**Brief:**
Return each line of the records that contains the word "faucet".

**Stored data:**
------------
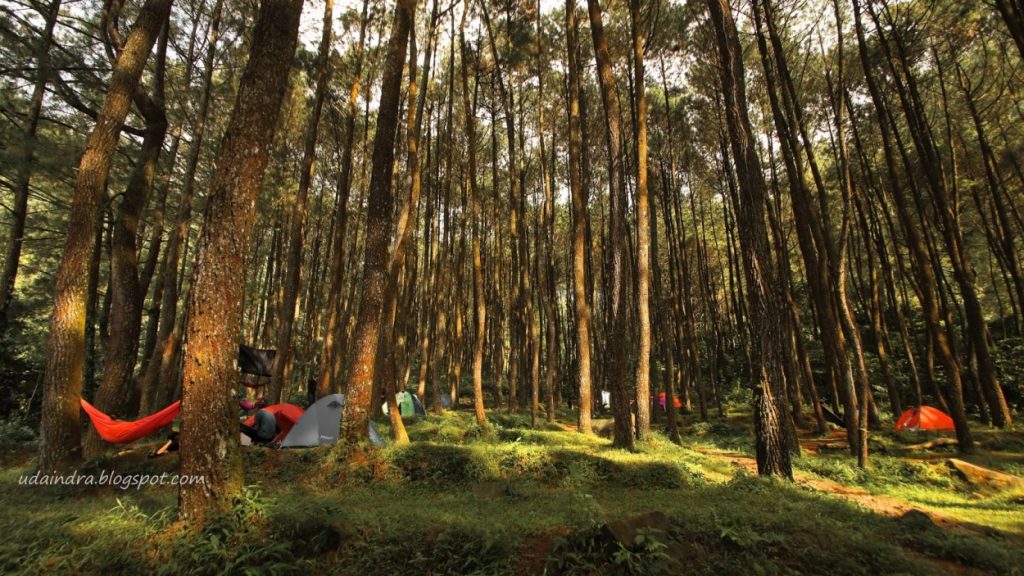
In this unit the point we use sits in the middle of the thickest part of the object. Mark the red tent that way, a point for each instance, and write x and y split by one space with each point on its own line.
925 418
286 415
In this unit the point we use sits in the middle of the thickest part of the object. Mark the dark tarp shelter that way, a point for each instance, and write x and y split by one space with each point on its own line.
255 361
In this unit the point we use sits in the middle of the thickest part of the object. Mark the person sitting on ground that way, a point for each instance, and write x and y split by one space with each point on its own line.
264 427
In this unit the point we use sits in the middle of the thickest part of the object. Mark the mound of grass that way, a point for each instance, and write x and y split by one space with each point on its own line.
506 499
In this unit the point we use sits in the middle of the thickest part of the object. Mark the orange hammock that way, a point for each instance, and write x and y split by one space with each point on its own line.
121 432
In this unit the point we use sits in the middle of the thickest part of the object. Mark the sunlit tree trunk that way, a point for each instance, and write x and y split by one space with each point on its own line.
764 305
12 256
60 435
209 424
284 361
355 419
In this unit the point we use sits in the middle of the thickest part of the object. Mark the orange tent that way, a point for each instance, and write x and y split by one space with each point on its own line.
925 418
286 415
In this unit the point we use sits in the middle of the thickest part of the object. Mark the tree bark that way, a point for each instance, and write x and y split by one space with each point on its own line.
12 256
769 391
284 361
209 425
66 352
355 419
614 371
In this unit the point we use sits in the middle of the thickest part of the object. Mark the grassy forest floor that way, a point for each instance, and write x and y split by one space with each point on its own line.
516 500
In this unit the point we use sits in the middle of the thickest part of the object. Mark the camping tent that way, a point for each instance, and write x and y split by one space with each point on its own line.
925 418
409 405
322 424
677 403
286 414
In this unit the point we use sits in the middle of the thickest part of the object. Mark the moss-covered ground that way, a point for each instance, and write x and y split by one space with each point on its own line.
515 500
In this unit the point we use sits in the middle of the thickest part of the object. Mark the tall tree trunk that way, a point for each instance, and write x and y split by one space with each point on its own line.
479 299
938 338
114 395
614 371
769 391
333 362
581 217
643 228
162 367
12 256
355 419
284 361
209 424
60 435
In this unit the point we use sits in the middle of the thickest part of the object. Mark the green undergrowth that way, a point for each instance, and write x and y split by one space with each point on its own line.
505 499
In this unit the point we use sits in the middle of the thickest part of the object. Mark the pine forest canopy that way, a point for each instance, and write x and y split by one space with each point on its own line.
806 208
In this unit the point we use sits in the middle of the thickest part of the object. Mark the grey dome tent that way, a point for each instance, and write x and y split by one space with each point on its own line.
321 423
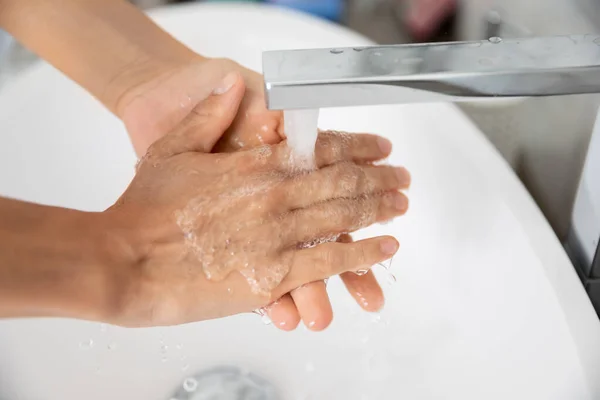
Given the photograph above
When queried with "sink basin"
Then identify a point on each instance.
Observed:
(485, 304)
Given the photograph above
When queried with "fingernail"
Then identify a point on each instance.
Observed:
(226, 84)
(403, 177)
(389, 247)
(400, 202)
(384, 145)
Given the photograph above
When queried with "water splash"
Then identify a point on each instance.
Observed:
(190, 385)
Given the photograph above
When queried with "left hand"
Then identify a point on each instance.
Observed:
(165, 100)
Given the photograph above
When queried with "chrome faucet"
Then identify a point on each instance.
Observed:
(457, 71)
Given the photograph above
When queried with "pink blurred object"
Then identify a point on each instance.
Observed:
(424, 17)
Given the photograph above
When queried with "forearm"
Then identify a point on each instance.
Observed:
(55, 262)
(107, 46)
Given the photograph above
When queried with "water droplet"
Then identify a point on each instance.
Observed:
(190, 385)
(265, 319)
(309, 367)
(86, 344)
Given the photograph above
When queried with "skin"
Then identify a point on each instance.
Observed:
(161, 256)
(155, 85)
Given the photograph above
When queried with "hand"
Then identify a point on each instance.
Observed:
(163, 102)
(213, 235)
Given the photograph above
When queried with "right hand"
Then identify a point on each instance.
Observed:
(212, 235)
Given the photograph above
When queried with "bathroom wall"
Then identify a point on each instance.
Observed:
(544, 140)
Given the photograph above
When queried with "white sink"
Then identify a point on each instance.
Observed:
(486, 303)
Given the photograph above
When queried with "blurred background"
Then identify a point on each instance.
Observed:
(544, 140)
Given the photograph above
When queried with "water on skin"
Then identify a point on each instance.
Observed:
(301, 131)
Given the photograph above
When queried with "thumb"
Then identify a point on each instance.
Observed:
(207, 122)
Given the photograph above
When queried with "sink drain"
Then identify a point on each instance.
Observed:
(225, 383)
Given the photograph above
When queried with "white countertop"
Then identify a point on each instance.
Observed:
(486, 306)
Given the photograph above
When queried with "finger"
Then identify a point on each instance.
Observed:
(332, 147)
(365, 290)
(341, 215)
(329, 259)
(206, 123)
(313, 305)
(342, 180)
(283, 313)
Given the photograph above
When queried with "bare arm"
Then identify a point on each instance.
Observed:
(107, 46)
(55, 262)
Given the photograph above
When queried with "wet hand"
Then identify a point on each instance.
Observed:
(172, 98)
(212, 235)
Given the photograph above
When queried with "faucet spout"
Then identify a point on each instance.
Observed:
(456, 71)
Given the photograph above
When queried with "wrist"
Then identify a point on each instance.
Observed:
(57, 262)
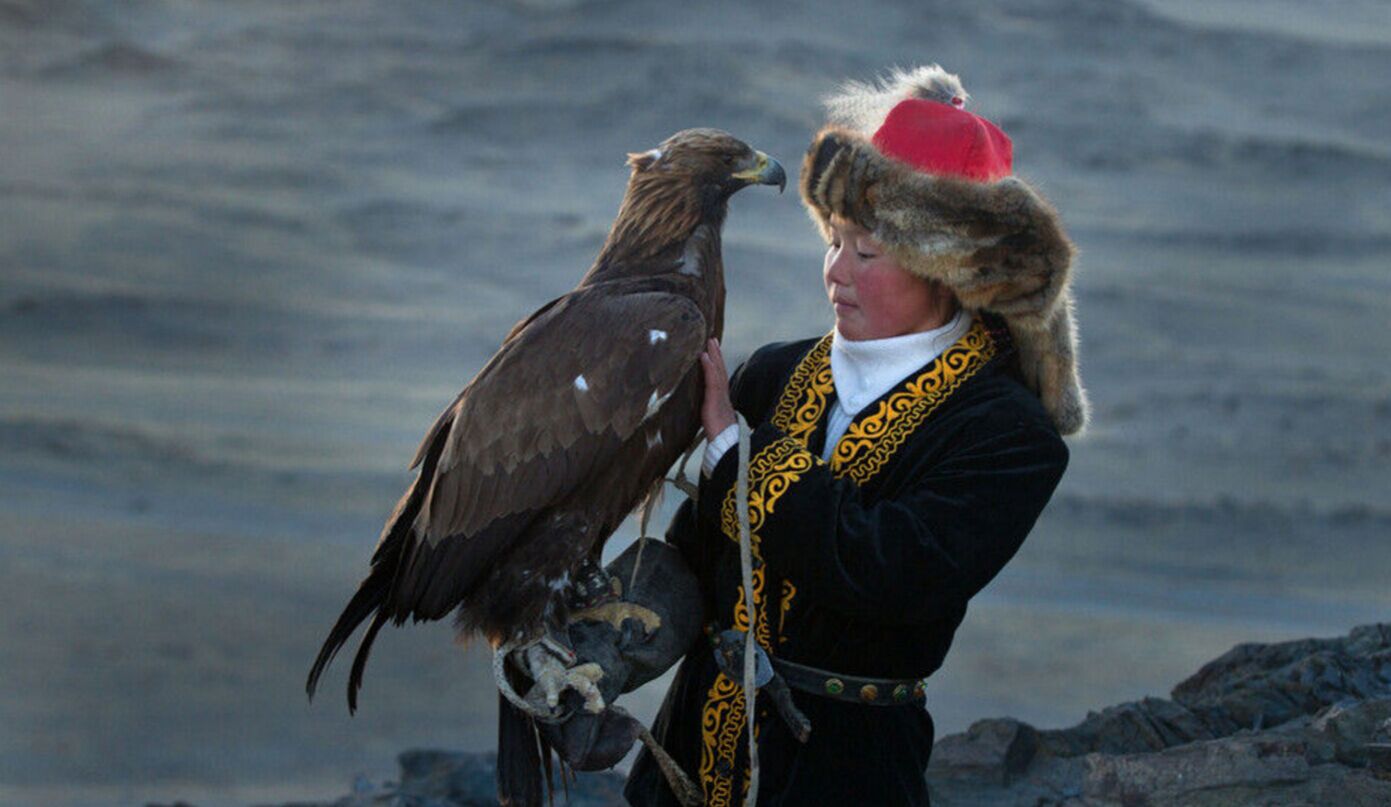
------------
**Solution below:**
When queried with "chrome faucet"
When queried with "faucet spout"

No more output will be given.